__Problem__
Give the data again word for word; drop the pictures.
+++
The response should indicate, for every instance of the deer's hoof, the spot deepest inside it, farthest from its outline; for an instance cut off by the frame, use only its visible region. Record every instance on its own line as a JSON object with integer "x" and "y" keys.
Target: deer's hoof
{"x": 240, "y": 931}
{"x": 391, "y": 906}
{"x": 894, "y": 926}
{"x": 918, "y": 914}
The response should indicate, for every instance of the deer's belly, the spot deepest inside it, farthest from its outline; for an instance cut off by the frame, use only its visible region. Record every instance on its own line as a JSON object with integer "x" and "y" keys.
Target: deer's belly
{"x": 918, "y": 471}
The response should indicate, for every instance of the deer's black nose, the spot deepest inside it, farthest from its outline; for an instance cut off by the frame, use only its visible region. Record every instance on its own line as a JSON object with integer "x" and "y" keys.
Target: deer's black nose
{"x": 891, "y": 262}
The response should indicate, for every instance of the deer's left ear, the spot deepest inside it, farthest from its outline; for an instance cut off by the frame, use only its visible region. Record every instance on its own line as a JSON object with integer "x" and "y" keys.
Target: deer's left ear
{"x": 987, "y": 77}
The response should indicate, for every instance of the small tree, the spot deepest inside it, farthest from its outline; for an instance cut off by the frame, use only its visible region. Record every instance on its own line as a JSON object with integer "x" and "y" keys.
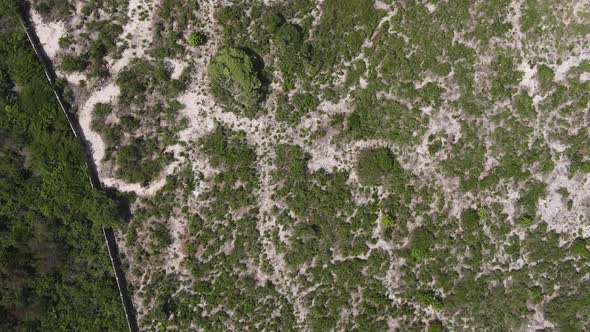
+++
__Response to this task__
The response should indicate, for every instance of the deer's hoof, the spot deepest inside it, farthest from its outline; for an instance cut off by the frame, use only its visible region. Record every instance on its own line as a JSON object with integer "x" and "y" keys.
Target: deer's hoof
{"x": 240, "y": 931}
{"x": 391, "y": 906}
{"x": 894, "y": 926}
{"x": 918, "y": 914}
The response should indicate, for every instance of the deer's belly, the spot deepest inside it, farthest from its outline; for an instance cut off by the frame, use only its visible region. Record every instance on its own line as a JSON object with integer "x" and "y" keys.
Target: deer's belly
{"x": 918, "y": 471}
The response should indicate, for every instance of the deer's black nose, the spot deepest inside it, farthest from its outline; for an instance cut off by the frame, use only its visible region. Record every instance on its own line as a JSON object with integer "x" and "y" keys.
Target: deer's black nose
{"x": 891, "y": 262}
The response should indicate, for every instance of the deer's left ear, the spot deepest inside it, farthest from its outline; for an instance cut off by the frame, use only its visible region. Record every instance on its own line as a JSON object with integer "x" and "y" keys.
Target: deer's left ear
{"x": 987, "y": 77}
The response should indicate, for every instance of the small tree, the spot deepest inside it, farthest from its outline; for an instance cut off by the frame, use only its visible region. Record every instance on its own line as a JSON object with integer "x" and "y" keys.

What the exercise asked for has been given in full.